> [Instrucción de trabajo]:
Contesta estas preguntas sobre el fragmento de la marcha universitaria:
1. ¿Qué le pidió Perla al Tribunal al recordar a los estudiantes y leer sus nombres?
2. ¿En qué fecha ocurrió la masacre de la marcha universitaria?
3. ¿En qué lugar está el cerro Alemania?

Carlos Fonseca, Balmore Cortés, Sergio Antonio Cabrera, Napoleón Calderón, Reynaldo Hasbún, Hebert Gómez, Roberto Miranda, José María López, Calos Hernández, María Miranda, José Domingo Aldana, Morena Nolasco, Elizabeth Iraheta, Guillermo Ayala... son algunos de los estudiantes que participaron en aquella marcha y nunca más se les volvió a ver. Junto a ellos, hay decenas que siguen sin ser identificados. Al recordarlos y leer sus nombres, Perla pidió al Tribunal “que no se les olvide, que se haga justicia” y “que no se irrespete su memoria”. Esos jóvenes universitarios se atrevieron a dar un paso adelante y enfrentarse a una dictadura armados solo con sus consignas, pancartas y convicciones. Cuando muchos otros prefirieron ver hacia otro lado, ellos continuaron de frente. “Superamos el miedo y caminamos”, recordó Perla.
Justicia restaurativa: un camino para sanar heridas
Además de la masacre ocurrida en la marcha universitaria del 30 de julio de 1975, en el Tribunal también se presentaron los casos de la masacre en el cerro Alemania, en San Antonio Los Ranchos; ejecuciones sumarias en Santa Marta (Cabañas); y casos de torturas, entre otros.

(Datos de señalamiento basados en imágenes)

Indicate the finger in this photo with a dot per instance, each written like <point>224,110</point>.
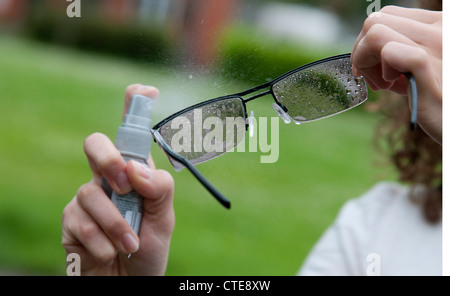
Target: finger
<point>105,161</point>
<point>419,32</point>
<point>156,186</point>
<point>80,233</point>
<point>367,54</point>
<point>94,202</point>
<point>420,15</point>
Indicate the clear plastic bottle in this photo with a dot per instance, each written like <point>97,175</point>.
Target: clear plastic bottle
<point>133,141</point>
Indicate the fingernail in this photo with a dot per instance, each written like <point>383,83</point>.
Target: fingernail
<point>143,170</point>
<point>130,244</point>
<point>122,182</point>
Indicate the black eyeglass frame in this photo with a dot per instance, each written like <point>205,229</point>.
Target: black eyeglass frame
<point>218,195</point>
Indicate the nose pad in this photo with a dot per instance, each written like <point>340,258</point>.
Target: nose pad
<point>286,118</point>
<point>251,123</point>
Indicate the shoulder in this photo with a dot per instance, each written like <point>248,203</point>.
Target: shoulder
<point>378,202</point>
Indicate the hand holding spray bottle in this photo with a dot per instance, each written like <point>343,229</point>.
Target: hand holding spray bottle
<point>133,141</point>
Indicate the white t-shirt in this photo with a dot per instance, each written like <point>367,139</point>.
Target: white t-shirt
<point>381,233</point>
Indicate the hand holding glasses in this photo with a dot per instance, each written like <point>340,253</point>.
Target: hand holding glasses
<point>308,93</point>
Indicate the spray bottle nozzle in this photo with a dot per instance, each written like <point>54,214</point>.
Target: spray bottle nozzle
<point>139,112</point>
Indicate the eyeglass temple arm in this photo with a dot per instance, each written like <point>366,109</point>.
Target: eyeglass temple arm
<point>217,195</point>
<point>413,93</point>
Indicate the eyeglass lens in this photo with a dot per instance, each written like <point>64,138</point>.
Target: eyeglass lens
<point>206,132</point>
<point>321,90</point>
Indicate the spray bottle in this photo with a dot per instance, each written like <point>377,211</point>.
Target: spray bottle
<point>133,141</point>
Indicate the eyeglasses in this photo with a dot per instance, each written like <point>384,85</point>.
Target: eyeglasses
<point>308,93</point>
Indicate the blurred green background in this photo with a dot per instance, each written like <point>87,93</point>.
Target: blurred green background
<point>63,78</point>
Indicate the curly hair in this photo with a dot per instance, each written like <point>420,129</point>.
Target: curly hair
<point>416,156</point>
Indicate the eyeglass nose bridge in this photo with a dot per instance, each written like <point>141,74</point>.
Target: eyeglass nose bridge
<point>283,114</point>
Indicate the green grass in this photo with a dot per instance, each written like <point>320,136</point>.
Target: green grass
<point>52,98</point>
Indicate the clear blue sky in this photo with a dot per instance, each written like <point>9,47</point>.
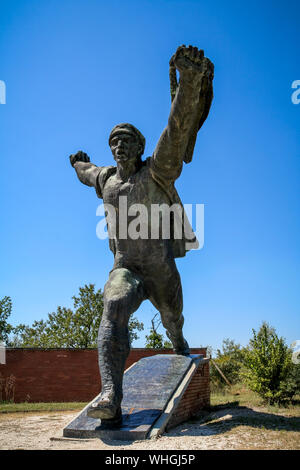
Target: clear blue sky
<point>75,68</point>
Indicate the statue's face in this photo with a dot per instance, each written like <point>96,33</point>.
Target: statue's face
<point>125,147</point>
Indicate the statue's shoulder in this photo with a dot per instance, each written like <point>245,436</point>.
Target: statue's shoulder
<point>105,172</point>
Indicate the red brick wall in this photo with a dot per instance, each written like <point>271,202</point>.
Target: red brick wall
<point>195,397</point>
<point>61,375</point>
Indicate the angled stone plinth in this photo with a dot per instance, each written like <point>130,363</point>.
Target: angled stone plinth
<point>152,390</point>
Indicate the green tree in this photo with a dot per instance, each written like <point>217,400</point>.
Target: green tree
<point>230,361</point>
<point>5,312</point>
<point>156,340</point>
<point>77,328</point>
<point>269,368</point>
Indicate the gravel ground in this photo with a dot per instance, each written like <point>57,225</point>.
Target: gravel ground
<point>229,428</point>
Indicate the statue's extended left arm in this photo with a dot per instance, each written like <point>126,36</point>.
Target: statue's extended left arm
<point>190,107</point>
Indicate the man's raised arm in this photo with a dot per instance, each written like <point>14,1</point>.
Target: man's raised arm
<point>87,172</point>
<point>189,110</point>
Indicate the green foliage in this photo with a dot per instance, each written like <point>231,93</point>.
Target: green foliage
<point>269,368</point>
<point>230,360</point>
<point>5,312</point>
<point>67,328</point>
<point>156,340</point>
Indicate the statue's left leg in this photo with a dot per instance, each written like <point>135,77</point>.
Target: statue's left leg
<point>123,294</point>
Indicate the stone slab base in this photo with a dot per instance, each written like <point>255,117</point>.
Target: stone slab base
<point>158,392</point>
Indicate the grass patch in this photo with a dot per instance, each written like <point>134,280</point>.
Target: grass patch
<point>35,407</point>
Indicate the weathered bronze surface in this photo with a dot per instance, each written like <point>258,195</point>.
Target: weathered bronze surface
<point>145,268</point>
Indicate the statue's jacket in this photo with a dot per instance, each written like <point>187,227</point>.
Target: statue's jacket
<point>158,189</point>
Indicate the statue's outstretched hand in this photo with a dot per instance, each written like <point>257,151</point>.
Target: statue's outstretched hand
<point>79,157</point>
<point>192,59</point>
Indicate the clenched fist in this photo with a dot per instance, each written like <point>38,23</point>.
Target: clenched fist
<point>79,157</point>
<point>192,59</point>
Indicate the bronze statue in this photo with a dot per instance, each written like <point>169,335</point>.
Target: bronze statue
<point>145,268</point>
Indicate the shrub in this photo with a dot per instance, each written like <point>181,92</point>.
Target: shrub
<point>269,368</point>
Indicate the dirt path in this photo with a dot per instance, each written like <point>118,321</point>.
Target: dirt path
<point>228,428</point>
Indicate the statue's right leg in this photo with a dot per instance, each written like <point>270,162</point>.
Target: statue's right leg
<point>123,294</point>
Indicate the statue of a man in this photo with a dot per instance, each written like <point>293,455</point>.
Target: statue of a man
<point>145,268</point>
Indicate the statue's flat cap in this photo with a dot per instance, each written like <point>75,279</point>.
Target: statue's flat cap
<point>127,129</point>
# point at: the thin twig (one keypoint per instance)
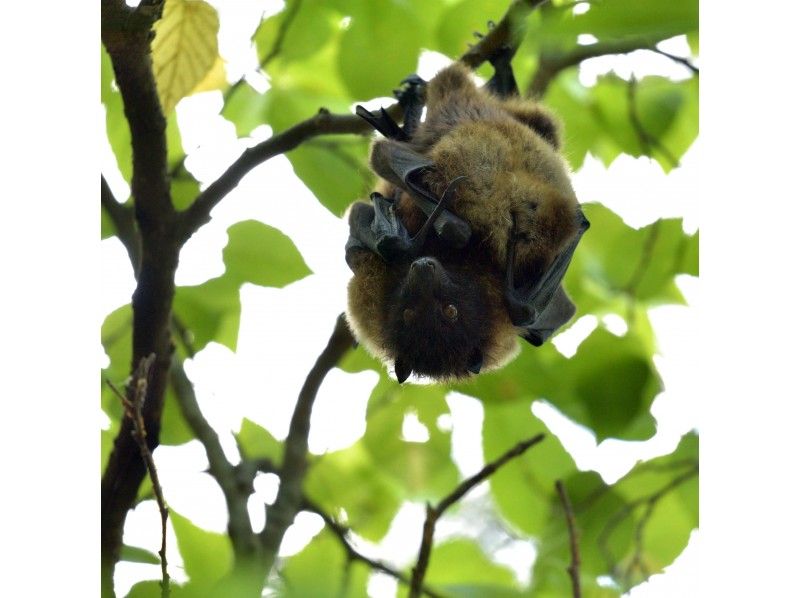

> [Solución del ejercicio]:
1. Que no se les olvide, que se haga justicia y que no se irrespete su memoria.
2. El 30 de julio de 1975.
3. En San Antonio Los Ranchos.